[GIVEN PROBLEM] Your output must consist solely of the lines from the one containing "Drop one point per instance of the tree bark." through the end of the records, reproduced exactly.

[MATERIAL PROVIDED]
------------------------
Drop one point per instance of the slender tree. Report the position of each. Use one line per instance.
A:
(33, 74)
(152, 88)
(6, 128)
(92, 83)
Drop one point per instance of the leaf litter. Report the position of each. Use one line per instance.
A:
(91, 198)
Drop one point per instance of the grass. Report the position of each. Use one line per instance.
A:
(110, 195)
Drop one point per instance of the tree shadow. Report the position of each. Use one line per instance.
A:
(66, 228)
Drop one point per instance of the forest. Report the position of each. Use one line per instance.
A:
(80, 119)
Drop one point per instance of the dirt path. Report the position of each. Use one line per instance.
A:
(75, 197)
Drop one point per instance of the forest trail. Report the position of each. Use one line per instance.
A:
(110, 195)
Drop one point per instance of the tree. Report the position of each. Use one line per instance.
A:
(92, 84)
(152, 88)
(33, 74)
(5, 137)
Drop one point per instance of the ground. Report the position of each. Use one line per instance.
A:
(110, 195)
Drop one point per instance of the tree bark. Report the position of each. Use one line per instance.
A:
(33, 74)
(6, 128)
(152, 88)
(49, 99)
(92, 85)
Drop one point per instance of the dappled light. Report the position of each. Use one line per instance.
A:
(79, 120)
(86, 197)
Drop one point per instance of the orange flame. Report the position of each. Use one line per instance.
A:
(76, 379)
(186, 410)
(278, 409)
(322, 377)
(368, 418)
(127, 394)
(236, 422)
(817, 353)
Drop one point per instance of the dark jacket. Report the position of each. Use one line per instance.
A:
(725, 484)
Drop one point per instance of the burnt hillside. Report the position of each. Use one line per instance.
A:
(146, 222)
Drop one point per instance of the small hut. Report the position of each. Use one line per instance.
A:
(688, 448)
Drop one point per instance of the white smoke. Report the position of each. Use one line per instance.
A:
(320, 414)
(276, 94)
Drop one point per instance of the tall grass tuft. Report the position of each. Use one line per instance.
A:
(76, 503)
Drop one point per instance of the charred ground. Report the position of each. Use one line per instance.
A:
------------------------
[COMPLETED EXERCISE]
Drop one point per instance of the tree bark. Report the position of each. Use one line per instance.
A:
(33, 74)
(6, 128)
(152, 88)
(49, 99)
(92, 85)
Drop one point per instance of the dappled light. Report the position of each. Use one line per instance.
A:
(79, 120)
(86, 197)
Drop one point per instance of the orange flame. Report the position of each. Use one line per instance.
A:
(76, 379)
(186, 410)
(278, 409)
(322, 377)
(368, 418)
(127, 394)
(236, 422)
(817, 353)
Drop one point per instance of the dark jacket. Report the position of each. Use one line per instance.
A:
(725, 484)
Drop one point per instance of the burnt hillside. Report the position of each. Use one line per instance.
A:
(146, 222)
Drop one point per instance of the small hut. Report the position of each. Use one line per instance.
A:
(688, 448)
Drop one point per instance of the white smoke. Report the position of each. Use one line per instance.
A:
(320, 414)
(276, 94)
Drop one point per instance of the tall grass tuft. Report the position of each. Use one line per instance.
A:
(76, 503)
Drop one point per instance of the charred ground. Report the position of each. Use one line per instance.
A:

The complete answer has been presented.